[Outline annotation records]
-=-=-

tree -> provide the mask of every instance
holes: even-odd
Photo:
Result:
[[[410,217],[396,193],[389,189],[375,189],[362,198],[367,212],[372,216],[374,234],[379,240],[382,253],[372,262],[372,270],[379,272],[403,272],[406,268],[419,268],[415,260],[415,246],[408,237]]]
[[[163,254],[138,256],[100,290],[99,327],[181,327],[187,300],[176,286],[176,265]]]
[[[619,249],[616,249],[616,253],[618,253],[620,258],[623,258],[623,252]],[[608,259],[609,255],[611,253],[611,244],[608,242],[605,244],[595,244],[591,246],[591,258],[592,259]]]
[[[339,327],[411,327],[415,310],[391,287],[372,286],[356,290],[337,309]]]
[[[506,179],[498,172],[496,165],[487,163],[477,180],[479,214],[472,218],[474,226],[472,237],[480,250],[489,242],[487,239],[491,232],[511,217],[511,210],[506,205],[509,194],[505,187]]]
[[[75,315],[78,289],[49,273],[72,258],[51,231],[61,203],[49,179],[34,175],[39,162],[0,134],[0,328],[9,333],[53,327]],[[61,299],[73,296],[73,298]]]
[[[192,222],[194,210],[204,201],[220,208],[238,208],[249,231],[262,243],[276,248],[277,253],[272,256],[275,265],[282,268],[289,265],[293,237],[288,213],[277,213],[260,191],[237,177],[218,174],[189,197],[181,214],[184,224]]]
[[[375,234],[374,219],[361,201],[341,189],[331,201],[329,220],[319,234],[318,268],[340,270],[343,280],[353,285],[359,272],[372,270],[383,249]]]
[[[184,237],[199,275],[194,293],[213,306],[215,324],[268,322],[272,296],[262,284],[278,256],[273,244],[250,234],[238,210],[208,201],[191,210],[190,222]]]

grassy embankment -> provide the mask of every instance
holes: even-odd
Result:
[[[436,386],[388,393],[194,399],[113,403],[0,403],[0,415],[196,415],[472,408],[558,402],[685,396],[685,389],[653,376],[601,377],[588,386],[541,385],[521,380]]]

-=-=-

[EXERCISE AIM]
Repeat all of the data above line for line, with no changes.

[SOLUTION]
tree -> provide the mask of every instance
holes: even-odd
Photo:
Result:
[[[410,217],[396,193],[389,189],[375,189],[362,198],[367,212],[372,216],[374,234],[379,240],[382,253],[372,262],[372,270],[379,272],[403,272],[406,268],[419,268],[415,260],[415,246],[408,237]]]
[[[163,254],[138,256],[100,290],[99,327],[181,327],[187,300],[176,286],[176,265]]]
[[[619,249],[616,249],[616,253],[618,253],[620,258],[623,258],[623,252]],[[608,259],[609,255],[611,253],[611,244],[608,242],[605,244],[595,244],[591,246],[591,258],[592,259]]]
[[[339,327],[411,327],[415,310],[391,287],[372,286],[356,290],[337,309]]]
[[[506,179],[498,172],[496,165],[487,163],[477,180],[479,214],[472,218],[474,226],[472,237],[480,250],[489,242],[487,239],[491,232],[511,217],[511,210],[506,205],[509,194],[505,187]]]
[[[75,315],[78,289],[49,273],[72,258],[51,231],[61,203],[49,179],[34,175],[39,162],[0,134],[0,328],[9,333],[53,327]],[[61,299],[73,296],[73,298]]]
[[[192,222],[194,210],[204,201],[220,208],[238,208],[249,231],[262,243],[276,248],[277,253],[272,256],[275,265],[282,268],[289,265],[293,237],[288,213],[277,213],[260,191],[237,177],[218,174],[189,197],[181,214],[184,224]]]
[[[375,234],[374,219],[361,201],[341,189],[331,201],[329,220],[319,234],[318,268],[340,270],[343,280],[353,285],[359,272],[372,270],[383,249]]]
[[[184,237],[199,275],[194,293],[213,306],[215,324],[268,322],[272,296],[262,284],[278,256],[273,244],[250,234],[238,210],[208,201],[191,210],[190,222]]]

grassy embankment -> provide the mask of every instance
holes: even-odd
Result:
[[[436,386],[388,393],[194,399],[113,403],[0,403],[0,415],[196,415],[472,408],[558,402],[685,396],[685,389],[653,376],[601,377],[588,386],[541,385],[521,380]]]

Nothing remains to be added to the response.